COMPLETE THE FOLLOWING:
[1] In the PyPI mailing-list excerpt, how large is the file that pip has to download when it requests /simple/?
[2] Which dates and times appear in the attribution lines of the PyPI mailing-list excerpt? List each one.
[3] Carry on with the PyPI mailing-list excerpt, picking up right after its final sentence.

DOCUMENT SECTION:
------------

> On Sep 2, 2014, at 5:36 AM, holger krekel <hol...@merlinux.eu> wrote:
> 
> On Mon, Sep 01, 2014 at 19:07 -0400, Donald Stufft wrote:
>>> On Sep 1, 2014, at 4:53 PM, holger krekel <hol...@merlinux.eu> wrote:
>>> 
>>> On Thu, Aug 28, 2014 at 14:58 -0400, Donald Stufft wrote:
>>>> Right now the “canonical” page for a particular project on PyPI is 
>>>> whatever the
>>>> author happened to name their package (e.g. Django). This requires PyPI to 
>>>> have
>>>> some "smarts" so that it can redirect things like /simple/django/ to
>>>> /simple/Django/ otherwise someone doing ``pip install django`` would fall 
>>>> back
>>>> to a much worse behavior.
>>>> 
>>>> If this redirect doesn't happen, then pip will issue a request for just
>>>> /simple/ and look for a link that, when both sides are normalized, compares
>>>> equal to the name it's looking for. It will then follow the link, get
>>>> /simple/Django/ and everything works... Except it doesn't. The problem here
>>>> comes from the external link classification that we have now. Pip sees the
>>>> link to /simple/Django/ as an external link (because it lacks the required
>>>> rels) and the installation finally fails.
>>>> 
>>>> The /simple/ case rarely happens when installing from PyPI itself because 
>>>> of
>>>> the redirect, however it happens quite often when someone is attempting to
>>>> instal from a mirror instead. Even when everything works correctly the 
>>>> penality
>>>> for not knowing exactly what name to type in results in at least 1 extra 
>>>> http
>>>> request, one of which (/simple/) requires pulling down a 2.1MB file.

------------

RECORDS SUPPLIED:
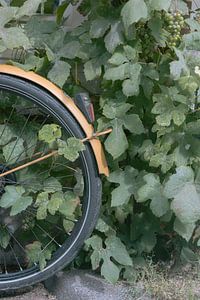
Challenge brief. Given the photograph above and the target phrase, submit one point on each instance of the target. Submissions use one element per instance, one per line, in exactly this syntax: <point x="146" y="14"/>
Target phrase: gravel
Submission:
<point x="37" y="293"/>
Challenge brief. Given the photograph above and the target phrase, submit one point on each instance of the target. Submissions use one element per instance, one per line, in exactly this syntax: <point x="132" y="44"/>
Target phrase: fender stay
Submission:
<point x="69" y="104"/>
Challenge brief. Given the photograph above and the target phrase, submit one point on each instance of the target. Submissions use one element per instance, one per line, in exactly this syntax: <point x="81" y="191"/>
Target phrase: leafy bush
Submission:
<point x="140" y="61"/>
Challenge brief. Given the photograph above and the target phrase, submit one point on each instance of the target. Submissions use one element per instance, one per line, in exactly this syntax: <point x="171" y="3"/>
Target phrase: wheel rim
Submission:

------------

THE ANSWERS:
[1] 2.1MB

[2]
- Sep 2, 2014, at 5:36 AM
- Mon, Sep 01, 2014 at 19:07 -0400
- Sep 1, 2014, at 4:53 PM
- Thu, Aug 28, 2014 at 14:58 -0400

[3]
>>>> 
>>>> To fix this I'm going to modify PyPI so that it uses the normalized name in
>>>> the /simple/ URL and redirects everything else to the non-normalized name.
>>> 
>>> Of course you mean redirecting everything to the normalized name.
>>> 
>>>> I'm also going to submit a PR to bandersnatch so that it will use
>>>> normalized names ...
>>> 
>>> devpi-server also broke and I did a hotfix release today.  Older
>>> installs will still have a problem, though (not all companies run the
>>> newest version all the time).  Apart form the fact i was on vacation and
>>> on business travels, the notice for that breaking change was only one
>>> day which i think is a bit too quick.  I'd really appreciate if you send
>>> a mail to Christian for bandersnatch and me for devpi before such
>>> changes happen and with a bit more reasonable ahead time.
>>> 
>>> Besides, i think it's a good change in principle.
>>> 
>>> best and thanks,
>>> holger
>> 
>> I can only really replete this with https://xkcd.com/1172/.
>> This shouldn’t have been a breaking change, anyone following the HTTP
>> spec dealt with this change just fine. As far as I can tell the only reason
>> it broke devpi was because of an assertion in the code that was asserting
>> against an implementation detail, an implementation detail that I changed.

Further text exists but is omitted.